#### Passage given ####
Search code examples
dockerhigh-availabilitydocker-swarm

Understanding docker swarm in terms of high availability


I am currently trying to understand what would be necessary to create a docker swarm to make some service highly available. I read through a lot of the docker swarm documentation, but if my understanding is correct, docker swarm will just execute a service on any host. What would happen if a host fails? Would the swarm manager restart the service(s) running on that host/node on another one? Is there any better explanation of this than in the original documentation found here?


Solution

  • Nothing more complex than that really. Like it says, Swarm (and kubernetes, and most other tooling in this space) is declarative, which means that you tell it the state that you want (i.e. 'I want 4 instances of redis') and Swarm will converge the system to that state. If you have 3 nodes, then it will schedule 1 redis on Node 1, 1 on Node 2, and 2 on Node 3. If Node 2 dies, then the system is now not 'compliant' with your declared state, and Swarm will schedule another redis on Node 1 or 3 (depending on strategy, etc...).
#### Supplied material ####
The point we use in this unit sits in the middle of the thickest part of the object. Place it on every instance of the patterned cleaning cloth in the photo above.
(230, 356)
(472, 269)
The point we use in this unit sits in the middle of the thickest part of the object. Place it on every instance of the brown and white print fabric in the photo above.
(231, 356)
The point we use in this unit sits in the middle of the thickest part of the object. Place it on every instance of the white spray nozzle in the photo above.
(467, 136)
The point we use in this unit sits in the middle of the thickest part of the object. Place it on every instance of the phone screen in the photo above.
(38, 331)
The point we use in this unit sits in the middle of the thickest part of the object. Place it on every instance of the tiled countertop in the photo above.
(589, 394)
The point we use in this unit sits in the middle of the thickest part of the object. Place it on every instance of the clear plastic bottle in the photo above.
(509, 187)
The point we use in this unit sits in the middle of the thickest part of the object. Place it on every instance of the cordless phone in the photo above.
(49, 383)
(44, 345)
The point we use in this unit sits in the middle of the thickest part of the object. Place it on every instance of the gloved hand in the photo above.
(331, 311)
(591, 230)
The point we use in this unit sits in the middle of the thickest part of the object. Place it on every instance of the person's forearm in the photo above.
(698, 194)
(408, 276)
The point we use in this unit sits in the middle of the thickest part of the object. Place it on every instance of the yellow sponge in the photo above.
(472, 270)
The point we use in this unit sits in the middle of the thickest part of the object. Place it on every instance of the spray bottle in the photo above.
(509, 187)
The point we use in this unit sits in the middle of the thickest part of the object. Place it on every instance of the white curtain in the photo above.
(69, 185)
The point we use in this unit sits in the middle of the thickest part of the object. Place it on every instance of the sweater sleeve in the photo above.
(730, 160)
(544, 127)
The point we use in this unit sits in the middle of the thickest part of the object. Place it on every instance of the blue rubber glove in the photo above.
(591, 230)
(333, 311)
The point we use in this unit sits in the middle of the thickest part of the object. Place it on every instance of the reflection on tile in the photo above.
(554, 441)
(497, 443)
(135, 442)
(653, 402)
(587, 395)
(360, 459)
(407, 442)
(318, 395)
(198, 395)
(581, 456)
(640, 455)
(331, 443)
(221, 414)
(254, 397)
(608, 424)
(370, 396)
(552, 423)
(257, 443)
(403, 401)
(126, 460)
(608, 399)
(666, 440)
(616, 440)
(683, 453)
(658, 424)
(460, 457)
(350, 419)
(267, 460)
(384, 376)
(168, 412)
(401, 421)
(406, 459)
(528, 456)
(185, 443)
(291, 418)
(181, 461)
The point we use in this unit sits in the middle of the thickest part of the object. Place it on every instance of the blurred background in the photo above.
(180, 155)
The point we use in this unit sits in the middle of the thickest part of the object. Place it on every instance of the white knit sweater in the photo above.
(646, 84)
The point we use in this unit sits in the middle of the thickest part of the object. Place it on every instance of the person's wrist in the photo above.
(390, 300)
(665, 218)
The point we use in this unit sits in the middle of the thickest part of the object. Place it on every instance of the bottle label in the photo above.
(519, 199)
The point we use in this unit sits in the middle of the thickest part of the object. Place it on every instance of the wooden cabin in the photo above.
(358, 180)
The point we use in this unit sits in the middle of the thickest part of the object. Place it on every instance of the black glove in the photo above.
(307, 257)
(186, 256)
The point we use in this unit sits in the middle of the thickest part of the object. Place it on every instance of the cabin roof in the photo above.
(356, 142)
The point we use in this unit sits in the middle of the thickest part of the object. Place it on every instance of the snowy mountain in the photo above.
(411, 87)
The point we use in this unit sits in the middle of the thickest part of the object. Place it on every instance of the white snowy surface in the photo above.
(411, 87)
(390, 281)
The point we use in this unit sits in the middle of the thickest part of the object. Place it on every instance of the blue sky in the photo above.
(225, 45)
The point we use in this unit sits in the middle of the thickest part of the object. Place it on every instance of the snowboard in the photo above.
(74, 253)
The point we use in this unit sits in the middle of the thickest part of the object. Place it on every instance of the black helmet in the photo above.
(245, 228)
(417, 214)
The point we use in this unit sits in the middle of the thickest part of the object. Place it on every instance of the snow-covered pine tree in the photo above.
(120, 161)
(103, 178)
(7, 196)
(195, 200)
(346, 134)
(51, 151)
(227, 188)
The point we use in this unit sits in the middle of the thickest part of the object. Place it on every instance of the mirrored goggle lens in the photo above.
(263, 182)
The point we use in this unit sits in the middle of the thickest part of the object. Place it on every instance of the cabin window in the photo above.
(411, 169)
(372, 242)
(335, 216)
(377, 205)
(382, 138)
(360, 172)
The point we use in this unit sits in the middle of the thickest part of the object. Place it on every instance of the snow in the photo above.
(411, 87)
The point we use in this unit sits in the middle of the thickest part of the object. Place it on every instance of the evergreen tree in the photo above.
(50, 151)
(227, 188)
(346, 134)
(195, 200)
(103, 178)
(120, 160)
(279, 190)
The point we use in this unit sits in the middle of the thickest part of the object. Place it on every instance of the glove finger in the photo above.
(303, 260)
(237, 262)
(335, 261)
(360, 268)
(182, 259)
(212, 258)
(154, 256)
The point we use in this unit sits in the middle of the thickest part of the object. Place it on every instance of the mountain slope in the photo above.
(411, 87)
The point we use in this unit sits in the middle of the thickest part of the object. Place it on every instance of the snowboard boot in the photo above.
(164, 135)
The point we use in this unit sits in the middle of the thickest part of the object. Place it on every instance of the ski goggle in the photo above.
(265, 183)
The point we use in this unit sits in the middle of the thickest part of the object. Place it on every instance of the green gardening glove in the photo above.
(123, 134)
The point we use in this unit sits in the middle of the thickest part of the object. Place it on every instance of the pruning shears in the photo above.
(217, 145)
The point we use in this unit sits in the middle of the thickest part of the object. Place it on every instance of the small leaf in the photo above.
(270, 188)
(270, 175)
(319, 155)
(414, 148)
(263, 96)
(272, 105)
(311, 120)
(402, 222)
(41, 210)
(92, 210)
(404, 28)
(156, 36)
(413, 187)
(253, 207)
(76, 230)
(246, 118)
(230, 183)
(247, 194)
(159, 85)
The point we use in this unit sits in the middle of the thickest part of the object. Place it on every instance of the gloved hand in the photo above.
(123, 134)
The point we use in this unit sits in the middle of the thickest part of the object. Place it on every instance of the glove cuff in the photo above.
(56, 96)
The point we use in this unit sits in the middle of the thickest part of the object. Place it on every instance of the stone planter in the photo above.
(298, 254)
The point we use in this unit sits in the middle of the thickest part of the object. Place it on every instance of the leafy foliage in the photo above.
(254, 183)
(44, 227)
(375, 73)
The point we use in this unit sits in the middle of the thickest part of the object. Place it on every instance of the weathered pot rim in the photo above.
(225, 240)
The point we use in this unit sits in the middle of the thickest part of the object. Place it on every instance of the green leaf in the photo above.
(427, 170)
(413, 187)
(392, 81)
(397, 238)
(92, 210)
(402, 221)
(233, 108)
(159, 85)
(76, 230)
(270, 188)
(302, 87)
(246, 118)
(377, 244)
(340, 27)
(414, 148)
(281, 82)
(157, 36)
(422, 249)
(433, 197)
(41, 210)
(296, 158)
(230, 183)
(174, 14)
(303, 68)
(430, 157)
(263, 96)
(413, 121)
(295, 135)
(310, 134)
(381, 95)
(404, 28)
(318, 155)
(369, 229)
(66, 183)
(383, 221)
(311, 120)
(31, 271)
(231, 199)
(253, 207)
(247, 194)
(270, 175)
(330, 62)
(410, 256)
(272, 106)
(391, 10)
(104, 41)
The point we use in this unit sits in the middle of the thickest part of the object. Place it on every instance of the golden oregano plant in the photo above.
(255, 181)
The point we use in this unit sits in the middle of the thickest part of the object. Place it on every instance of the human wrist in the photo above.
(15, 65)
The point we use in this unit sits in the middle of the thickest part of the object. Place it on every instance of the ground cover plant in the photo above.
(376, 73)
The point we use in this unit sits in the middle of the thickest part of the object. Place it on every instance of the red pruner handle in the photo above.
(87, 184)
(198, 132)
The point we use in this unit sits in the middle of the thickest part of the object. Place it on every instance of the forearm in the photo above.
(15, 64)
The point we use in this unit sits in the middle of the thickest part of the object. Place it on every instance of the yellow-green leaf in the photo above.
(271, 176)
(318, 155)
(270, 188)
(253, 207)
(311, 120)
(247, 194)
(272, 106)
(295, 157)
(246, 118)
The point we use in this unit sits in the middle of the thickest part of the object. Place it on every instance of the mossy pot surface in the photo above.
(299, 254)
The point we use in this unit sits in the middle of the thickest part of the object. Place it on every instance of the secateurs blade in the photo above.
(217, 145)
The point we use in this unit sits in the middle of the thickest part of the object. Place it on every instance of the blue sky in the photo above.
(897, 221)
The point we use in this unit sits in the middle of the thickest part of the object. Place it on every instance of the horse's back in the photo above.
####
__Required task A__: Using the docker swarm thread, tell whether each statement matches it. Answer yes or no for each, and quote the words that decide it. (i) Swarm is described as declarative. (ii) With 3 nodes and 4 redis instances, Node 1 gets 2 instances. (iii) If Node 2 dies, Swarm schedules another redis on Node 1 or 3.
__Required task B__: Carry on the docker swarm thread past its last sentence.

__Exercise output A__:
(i) Yes: "Swarm (and kubernetes, and most other tooling in this space) is declarative"
(ii) No: "it will schedule 1 redis on Node 1, 1 on Node 2, and 2 on Node 3"
(iii) Yes: "Swarm will schedule another redis on Node 1 or 3 (depending on strategy, etc...)"

__Exercise output B__:
    Now this dynamism of container / task / instance scheduling brings another problem, discovery. Swarm deals with this by maintaining an internal DNS registry and by creating VIP (virtual IPs) for each service. Instead of having to address / keep track of each redis instance, I can instead point to a service alias and Swarm will automatically route traffic to where it needs to go.

    Of course there are also other considerations:

    • Can your service support multiple backend instances? Is it stateless? Sessions? Cache? Etc...
    • What is 'HA'? Multi-node? Multi-AZ? Multi-region? Etc...